Passage to read:

Tahar Sfar (November 15, 1903 – August 9, 1942) was a Tunisian lawyer and politician.

Early life and education 

Sfar studied brilliantly in College Sadiki before enrolling himself in Lycée Carnot of Tunis. After obtaining his baccalaureate, he was proposed the management and reform of the school of El Arfania, in Tunis. He went to Paris in October 1925 to study law, Literature and political science. There, he found his friends from Sadiki such as Habib Bourguiba, Mahmoud El Materi, Bahri Guiga, Mustapha Baffoun and Sadok Boussofara.

Among his French classmates in Law school was the future French Prime Minister Edgar Faure. Indeed, Faure testified in his memoirs that during the first meeting he had with Habib Bourguiba in April 1955, he started recalling his student memories in Paris and wrote: "I told him about his compatriot Tahar Sfar who collected awards in the end of year contest where I collected honorable accessits...".

Furthermore, Sfar also created, in the end of 1927, with a group of Tunisian, Algerian and Moroccan student fellows, the Muslim Students Association of North Africa, in which he became the first vice-president.

Nationalist activist 

He returned to Tunis in 1928 to start working as a lawyer in parallel with numerous other activities: Political economy lessons in El-Khaldounia and writing newspaper articles in Arabic or French, such as La Voix du Tunisien and L'Action Tunisienne, which he founded with Bourguiba, El Materi and Guiga, in 1932. He also was active in struggling for independence, among the Destour party then created the Neo Destour with L'Action team, during the Ksar Hellal Congress of March 2, 1932.

The new party wanted itself to be modernist in its methods and organization, but at the same time, educator and mobilizer of the low classes for a better awareness of the need to rid the country of colonialism. Sfar was a great friend of Bourguiba, with whom he liked discussing philosophy, his passionate subject. Sfar greatly admired Mohandas Karamchand Gandhi and, just like him, advocated for nonviolence. The Neo Destour activists often referred to him as the philosopher of the party.

Imprisonment 

In January 1935, Sfar was removed under house arrest in Zarzis, in the Tunisian south, along with Guiga and Salah Ben Youssef. Thus, they joined their Neo Destour mates, taken away in the South since the September 1934 colonial repression. Sfar benefited from his isolation to study law and literature and also write a sort of journal, published in 1960, after his death, titled "Journal of an exiled" with a preface by André Demeerseman, manager of Ibla newspaper in Tunis. Demeerseman attended some of Tahar Sfar's political economy classes in El-Khaldounia, at the beginnings of 1930s.

(Position annotation records)
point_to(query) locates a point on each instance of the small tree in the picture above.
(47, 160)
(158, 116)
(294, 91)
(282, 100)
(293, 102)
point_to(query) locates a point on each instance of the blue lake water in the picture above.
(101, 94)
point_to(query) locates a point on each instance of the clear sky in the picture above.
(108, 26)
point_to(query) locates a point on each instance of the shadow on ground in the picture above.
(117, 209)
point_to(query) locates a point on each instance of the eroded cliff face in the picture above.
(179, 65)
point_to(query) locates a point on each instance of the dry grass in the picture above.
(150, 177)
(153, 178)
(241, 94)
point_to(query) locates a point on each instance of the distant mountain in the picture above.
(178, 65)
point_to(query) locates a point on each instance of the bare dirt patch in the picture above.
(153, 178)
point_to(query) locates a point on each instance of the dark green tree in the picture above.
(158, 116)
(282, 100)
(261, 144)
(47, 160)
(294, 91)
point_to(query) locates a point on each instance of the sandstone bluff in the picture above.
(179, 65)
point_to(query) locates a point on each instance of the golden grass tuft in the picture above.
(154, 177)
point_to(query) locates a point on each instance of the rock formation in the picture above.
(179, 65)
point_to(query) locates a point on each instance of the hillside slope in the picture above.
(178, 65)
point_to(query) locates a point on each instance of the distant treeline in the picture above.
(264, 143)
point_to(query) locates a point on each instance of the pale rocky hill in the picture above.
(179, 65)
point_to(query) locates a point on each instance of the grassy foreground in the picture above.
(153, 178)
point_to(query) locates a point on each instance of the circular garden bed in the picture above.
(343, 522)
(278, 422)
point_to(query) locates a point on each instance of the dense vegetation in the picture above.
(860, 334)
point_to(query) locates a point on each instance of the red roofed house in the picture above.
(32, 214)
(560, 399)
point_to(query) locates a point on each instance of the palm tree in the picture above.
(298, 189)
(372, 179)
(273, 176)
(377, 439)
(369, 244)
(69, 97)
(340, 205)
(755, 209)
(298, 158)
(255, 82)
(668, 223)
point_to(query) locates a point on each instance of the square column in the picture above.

Instructions:
A. According to the biography of Tahar Sfar, in which town was he placed under house arrest in January 1935?
B. From the biography of Tahar Sfar, reproduce word for word the text starting at "Furthermore, Sfar also" and ending at "the first vice-president.".
C. Write a continuation of the biography of Tahar Sfar, picking up after its final sentence.

Answers to the exercise:
A. Zarzis, in the Tunisian south.

B.
Furthermore, Sfar also created, in the end of 1927, with a group of Tunisian, Algerian and Moroccan student fellows, the Muslim Students Association of North Africa, in which he became the first vice-president.

C.
After the arrival of Armand Guillon, the new resident-general of France in Tunisia, Sfar was freed in April 1936 at the same time as the other members of the party leadership. The negotiations between Guillon and the nationalists proved to be ephemeral. Sfar was imprisoned after the 1938 political crisis, even though he was part, at the time, of the party's moderates. At the end of April 1939, he left prison with serious health problems and died on August 9, 1942. Before he died, Sfar published in the French feminist journal Leïla of December 1939 an article strongly denouncing Adolf Hitler's regime and explaining the danger that he represented for humanity. This article was titled "The racist concepts of Hitler". At the end of this article and after introducing readers to some significant quotations of Mein Kampf, he ended his critical analysis with the following conclusion:

Political positions 

Struggling for the independence of his country, Tahar Sfar also advocated for a real cooperation between the Eastern and Western world, as he wrote in the early 1930s: "Peace in the future, progress of the entire humanity depend on this union, this narrow collaboration between East and West, who, instead of turning their backs on themselves, ignore themselves, ought, on the contrary, support each other, provide mutual aid and cooperation for the rehabilitation of the fate of humanity.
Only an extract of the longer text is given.